Would you repeat the entries below word for word and omit the pictures?

(Stored data entries)
....

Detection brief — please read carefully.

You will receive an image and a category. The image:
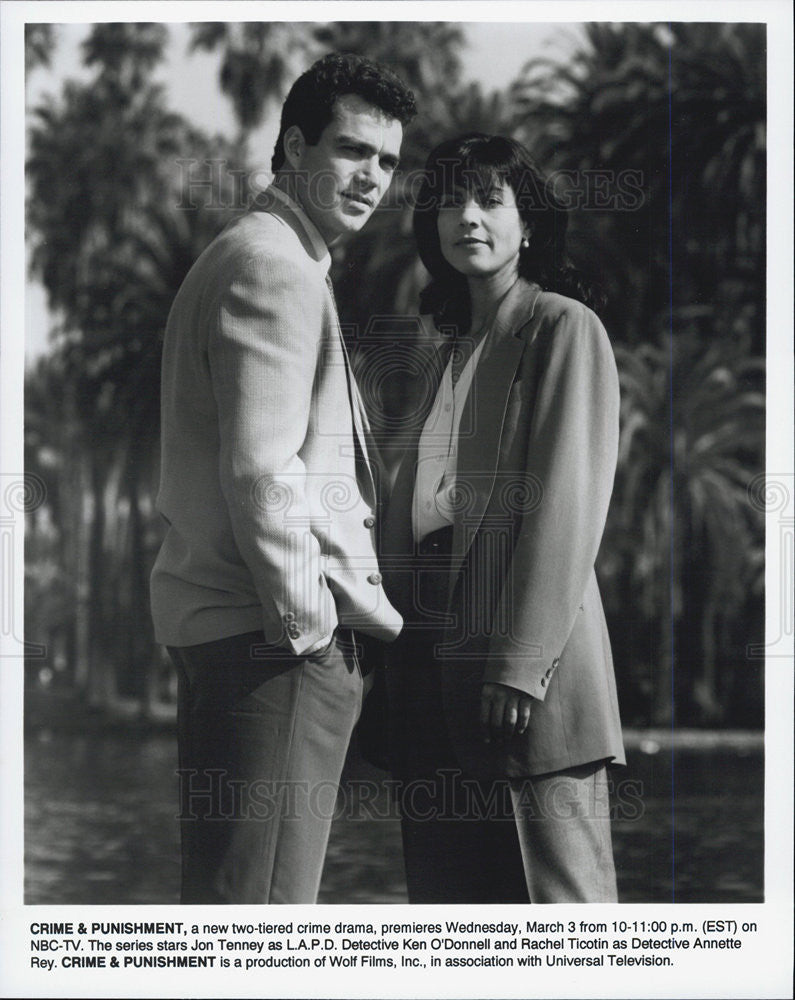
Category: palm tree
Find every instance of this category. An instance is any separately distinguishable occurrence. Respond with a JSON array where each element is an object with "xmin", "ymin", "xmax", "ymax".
[
  {"xmin": 512, "ymin": 22, "xmax": 766, "ymax": 351},
  {"xmin": 607, "ymin": 317, "xmax": 764, "ymax": 724},
  {"xmin": 24, "ymin": 355, "xmax": 78, "ymax": 683},
  {"xmin": 81, "ymin": 22, "xmax": 169, "ymax": 92},
  {"xmin": 25, "ymin": 24, "xmax": 55, "ymax": 76},
  {"xmin": 188, "ymin": 22, "xmax": 315, "ymax": 140},
  {"xmin": 188, "ymin": 19, "xmax": 468, "ymax": 165},
  {"xmin": 314, "ymin": 20, "xmax": 464, "ymax": 92},
  {"xmin": 27, "ymin": 96, "xmax": 184, "ymax": 335}
]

....

THE ANSWER:
Detection brief — please read carefully.

You will receive an image and a category. The image:
Category: palm tree
Find every instance of this category. An instance is any separately distinguishable occurrence. Respond with a JSON array where each element is an object with "xmin", "ymin", "xmax", "ymax".
[
  {"xmin": 512, "ymin": 22, "xmax": 766, "ymax": 351},
  {"xmin": 607, "ymin": 317, "xmax": 764, "ymax": 724},
  {"xmin": 24, "ymin": 355, "xmax": 78, "ymax": 683},
  {"xmin": 81, "ymin": 22, "xmax": 169, "ymax": 92},
  {"xmin": 25, "ymin": 24, "xmax": 55, "ymax": 76},
  {"xmin": 188, "ymin": 22, "xmax": 315, "ymax": 140},
  {"xmin": 188, "ymin": 19, "xmax": 468, "ymax": 165},
  {"xmin": 314, "ymin": 20, "xmax": 464, "ymax": 92},
  {"xmin": 27, "ymin": 96, "xmax": 184, "ymax": 335}
]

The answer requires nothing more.